Direction.
Rewrite everything from the line containing "Count every white" down to the line containing "[25,108,31,116]", substituting "item" for "instance" and keeping all else unchanged.

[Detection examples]

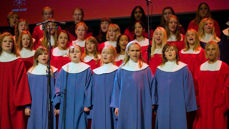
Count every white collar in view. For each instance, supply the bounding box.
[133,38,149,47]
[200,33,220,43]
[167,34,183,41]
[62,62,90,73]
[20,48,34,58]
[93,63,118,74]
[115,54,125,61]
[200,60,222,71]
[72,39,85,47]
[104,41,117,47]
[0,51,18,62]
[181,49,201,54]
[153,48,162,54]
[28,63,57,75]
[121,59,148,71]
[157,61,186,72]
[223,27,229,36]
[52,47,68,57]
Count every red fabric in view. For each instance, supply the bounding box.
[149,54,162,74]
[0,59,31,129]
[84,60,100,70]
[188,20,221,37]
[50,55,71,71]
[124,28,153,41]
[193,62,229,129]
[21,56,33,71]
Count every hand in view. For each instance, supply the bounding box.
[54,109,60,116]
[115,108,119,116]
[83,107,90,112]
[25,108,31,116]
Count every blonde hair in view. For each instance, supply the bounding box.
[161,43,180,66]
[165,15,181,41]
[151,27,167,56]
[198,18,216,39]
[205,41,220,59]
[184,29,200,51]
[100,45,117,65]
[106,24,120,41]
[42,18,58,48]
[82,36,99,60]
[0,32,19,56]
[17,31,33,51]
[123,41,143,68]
---
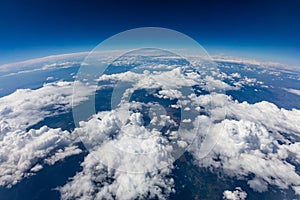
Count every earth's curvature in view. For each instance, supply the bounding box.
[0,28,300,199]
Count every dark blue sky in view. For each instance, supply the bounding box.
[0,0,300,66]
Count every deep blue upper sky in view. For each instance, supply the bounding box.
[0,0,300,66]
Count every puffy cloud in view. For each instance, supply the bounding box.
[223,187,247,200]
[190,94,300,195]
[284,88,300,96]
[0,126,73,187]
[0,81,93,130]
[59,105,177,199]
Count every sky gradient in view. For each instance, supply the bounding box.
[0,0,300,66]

Task result.
Count every white collar in view. For each item, supply the bounding box.
[133,38,149,47]
[200,33,220,43]
[167,34,183,41]
[62,62,90,73]
[20,48,34,58]
[93,63,118,74]
[115,54,125,61]
[200,60,222,71]
[72,39,85,47]
[104,41,117,47]
[0,51,18,62]
[181,49,201,54]
[153,48,162,54]
[28,63,57,75]
[121,59,148,71]
[157,61,186,72]
[223,27,229,36]
[52,47,68,57]
Count every red fabric in view. For each item, supply the bounding box.
[149,54,162,74]
[0,59,31,129]
[84,60,100,70]
[188,20,221,37]
[50,55,71,71]
[124,28,153,41]
[193,62,229,129]
[21,56,33,71]
Count every hand in view. For each item, supply the bounding box.
[54,109,60,116]
[115,108,119,116]
[83,107,90,112]
[25,108,31,116]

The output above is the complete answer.